Text passage:
----
Scientific classification
- Kingdom: Animalia
- Phylum: Chordata
- Class: Mammalia
- Infraclass: Placentalia
- Order: Rodentia
- Family: Muridae
- Genus: Notomys
- Species: N. aquilo
- Binomial name: Notomys aquilo Thomas, 1921

= Northern hopping mouse =

- Genus: Notomys
- Species: aquilo
- Authority: Thomas, 1921
- Conservation status: EN

Species of rodent

The northern hopping mouse (Notomys aquilo) is a species of rodent in the family Muridae. It is also known as woorrentinta, from Lardil, the language of Mornington Island.

It is found only in coastal northern Australia, from Arnhem Land to the Cobourg Peninsula in the Northern Territory of Australia. The only known population is in the Anindilyakwa Indigenous Protected Area on Groote Eylandt. There have two former sightings in inland central Arnhem Land and in Cape York in Queensland 120 years ago, both single recordings. Its population has not been yet been determined. It is classified as vulnerable.

The mouse weighs 25 to 50 grams and is brown above and white below. Its long tail measures 150% of its body length and it has long hind feet up to 4 centimeters long.
----
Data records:
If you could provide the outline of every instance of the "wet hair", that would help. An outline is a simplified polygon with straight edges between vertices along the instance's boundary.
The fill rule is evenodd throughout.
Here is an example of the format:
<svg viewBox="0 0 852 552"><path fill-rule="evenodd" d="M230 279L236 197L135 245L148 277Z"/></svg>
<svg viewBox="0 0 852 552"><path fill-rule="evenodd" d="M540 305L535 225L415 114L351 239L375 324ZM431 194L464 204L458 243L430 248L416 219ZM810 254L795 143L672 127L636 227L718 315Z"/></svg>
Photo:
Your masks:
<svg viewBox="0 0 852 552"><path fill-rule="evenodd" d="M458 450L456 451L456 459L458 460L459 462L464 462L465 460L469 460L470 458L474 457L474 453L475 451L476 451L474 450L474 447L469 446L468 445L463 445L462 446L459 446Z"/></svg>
----
Tasks for this exercise:
1/ According to the northern hopping mouse text, how much does the mouse weigh?
2/ Write out the part of the northern hopping mouse text between "The northern hopping" and "4 centimeters long.", inclusive.

Solutions to the tasks:
1/ It weighs 25 to 50 grams.

2/
The northern hopping mouse (Notomys aquilo) is a species of rodent in the family Muridae. It is also known as woorrentinta, from Lardil, the language of Mornington Island.

It is found only in coastal northern Australia, from Arnhem Land to the Cobourg Peninsula in the Northern Territory of Australia. The only known population is in the Anindilyakwa Indigenous Protected Area on Groote Eylandt. There have two former sightings in inland central Arnhem Land and in Cape York in Queensland 120 years ago, both single recordings. Its population has not been yet been determined. It is classified as vulnerable.

The mouse weighs 25 to 50 grams and is brown above and white below. Its long tail measures 150% of its body length and it has long hind feet up to 4 centimeters long.